Pada tanggal 6 Februari 1878 pasukan
Belanda sampai di Pearaja, tempat kediaman penginjil Ingwer Ludwig Nommensen.
Kemudian beserta penginjil Nommensen dan Simoneit sebagai penerjemah pasukan
Belanda terus menuju ke Bahal Batu untuk menyusun benteng pertahanan. Namun
kehadiran tentara kolonial ini telah memprovokasi Sisingamangaraja XII, yang
kemudian mengumumkan pulas (perang) pada tanggal 16 Februari 1878 dan
penyerangan ke pos Belanda di Bahal Batu mulai dilakukan.
Pada tanggal 14 Maret 1878 datang
Residen Boyle bersama tambahan pasukan yang dipimpin oleh Kolonel Engels
sebanyak 250 orang tentara dari Sibolga. Pada tanggal 1 Mei 1878, Bangkara
pusat pemerintahan Sisingamangaraja diserang pasukan kolonial dan pada 3 Mei
1878 seluruh Bangkara dapat ditaklukkan namun Singamangaraja XII beserta
pengikutnya dapat menyelamatkan diri dan terpaksa keluar mengungsi. Sementara
para raja yang tertinggal di Bangkara dipaksa Belanda untuk bersumpah setia dan
kawasan tersebut dinyatakan berada dalam kedaulatan pemerintah Hindia-Belanda.

————

▶ Petunjuk:
1: Sebutkan semua tanggal yang tercantum dalam teks tentang perlawanan Sisingamangaraja XII di atas.
2: Tuliskan kembali bagian teks di atas mulai dari "Pada tanggal 6" sampai dengan "Batu mulai dilakukan.", tanpa mengubah satu kata pun.

————

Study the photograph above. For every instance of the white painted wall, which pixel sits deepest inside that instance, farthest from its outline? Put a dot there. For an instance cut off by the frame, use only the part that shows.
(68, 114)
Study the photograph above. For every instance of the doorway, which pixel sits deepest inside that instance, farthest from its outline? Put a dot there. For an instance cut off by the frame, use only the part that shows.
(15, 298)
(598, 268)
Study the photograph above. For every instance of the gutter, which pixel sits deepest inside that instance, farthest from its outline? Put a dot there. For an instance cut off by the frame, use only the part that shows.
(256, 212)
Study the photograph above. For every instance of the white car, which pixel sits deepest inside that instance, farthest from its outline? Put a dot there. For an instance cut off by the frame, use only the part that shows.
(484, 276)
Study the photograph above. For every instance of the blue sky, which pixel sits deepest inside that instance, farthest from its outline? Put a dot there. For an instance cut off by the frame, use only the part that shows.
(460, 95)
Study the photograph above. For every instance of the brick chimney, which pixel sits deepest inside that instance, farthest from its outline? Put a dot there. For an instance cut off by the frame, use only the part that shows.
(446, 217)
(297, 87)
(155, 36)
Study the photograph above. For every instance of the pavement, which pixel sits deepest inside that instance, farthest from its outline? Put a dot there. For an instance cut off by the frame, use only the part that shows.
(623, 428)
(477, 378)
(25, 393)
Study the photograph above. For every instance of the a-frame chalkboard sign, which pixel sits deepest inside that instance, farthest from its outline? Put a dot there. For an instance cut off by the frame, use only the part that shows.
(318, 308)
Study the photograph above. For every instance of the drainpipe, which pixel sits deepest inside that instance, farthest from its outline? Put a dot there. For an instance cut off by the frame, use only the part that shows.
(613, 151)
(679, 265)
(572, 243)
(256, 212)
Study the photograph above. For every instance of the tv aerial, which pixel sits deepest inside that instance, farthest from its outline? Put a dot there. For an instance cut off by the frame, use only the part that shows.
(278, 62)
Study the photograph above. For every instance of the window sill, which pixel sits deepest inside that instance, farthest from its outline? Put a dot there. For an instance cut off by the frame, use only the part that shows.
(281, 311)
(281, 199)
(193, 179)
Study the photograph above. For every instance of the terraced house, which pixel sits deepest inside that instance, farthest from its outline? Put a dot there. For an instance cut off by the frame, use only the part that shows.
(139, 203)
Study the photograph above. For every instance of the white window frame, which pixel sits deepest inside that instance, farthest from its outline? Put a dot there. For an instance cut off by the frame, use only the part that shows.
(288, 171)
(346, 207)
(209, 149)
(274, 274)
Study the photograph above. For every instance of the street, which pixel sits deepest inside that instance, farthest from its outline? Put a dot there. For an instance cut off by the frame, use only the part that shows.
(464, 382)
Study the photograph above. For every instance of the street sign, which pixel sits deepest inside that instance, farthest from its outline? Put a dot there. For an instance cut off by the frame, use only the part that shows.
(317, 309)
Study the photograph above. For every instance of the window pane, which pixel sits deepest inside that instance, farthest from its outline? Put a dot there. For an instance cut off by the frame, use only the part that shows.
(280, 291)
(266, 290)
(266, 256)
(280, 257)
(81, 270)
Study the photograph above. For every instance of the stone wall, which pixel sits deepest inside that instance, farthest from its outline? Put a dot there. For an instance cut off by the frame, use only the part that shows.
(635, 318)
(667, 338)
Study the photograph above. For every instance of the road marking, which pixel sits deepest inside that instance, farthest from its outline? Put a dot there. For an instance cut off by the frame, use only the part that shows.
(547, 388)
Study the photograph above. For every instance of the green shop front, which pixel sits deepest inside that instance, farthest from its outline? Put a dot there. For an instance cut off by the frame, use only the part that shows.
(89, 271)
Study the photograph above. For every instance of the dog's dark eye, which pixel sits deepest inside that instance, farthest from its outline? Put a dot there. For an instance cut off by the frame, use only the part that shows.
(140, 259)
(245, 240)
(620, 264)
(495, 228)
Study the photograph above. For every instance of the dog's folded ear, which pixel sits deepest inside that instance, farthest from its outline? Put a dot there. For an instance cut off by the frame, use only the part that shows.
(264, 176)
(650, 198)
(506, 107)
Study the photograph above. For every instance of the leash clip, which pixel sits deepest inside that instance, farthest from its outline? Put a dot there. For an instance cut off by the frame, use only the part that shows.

————

▶ Jawaban Tiap Tugas:
1:
- 6 Februari 1878
- 16 Februari 1878
- 14 Maret 1878
- 1 Mei 1878
- 3 Mei 1878

2:
Pada tanggal 6 Februari 1878 pasukan
Belanda sampai di Pearaja, tempat kediaman penginjil Ingwer Ludwig Nommensen.
Kemudian beserta penginjil Nommensen dan Simoneit sebagai penerjemah pasukan
Belanda terus menuju ke Bahal Batu untuk menyusun benteng pertahanan. Namun
kehadiran tentara kolonial ini telah memprovokasi Sisingamangaraja XII, yang
kemudian mengumumkan pulas (perang) pada tanggal 16 Februari 1878 dan
penyerangan ke pos Belanda di Bahal Batu mulai dilakukan.